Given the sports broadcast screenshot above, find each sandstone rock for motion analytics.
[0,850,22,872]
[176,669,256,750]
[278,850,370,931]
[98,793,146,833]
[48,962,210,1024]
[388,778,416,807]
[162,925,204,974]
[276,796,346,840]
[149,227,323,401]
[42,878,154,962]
■ ■ ■ ■ ■
### Work instructions
Reproduce every one of the rows above word for word, without changing anything.

### The reply
Given the sports broadcast screenshot above, find each sandstone rock for motion analytics.
[0,850,22,872]
[176,669,256,750]
[278,850,370,931]
[98,793,146,833]
[48,962,210,1024]
[388,778,416,807]
[162,925,204,974]
[276,796,346,840]
[149,227,323,401]
[42,878,154,962]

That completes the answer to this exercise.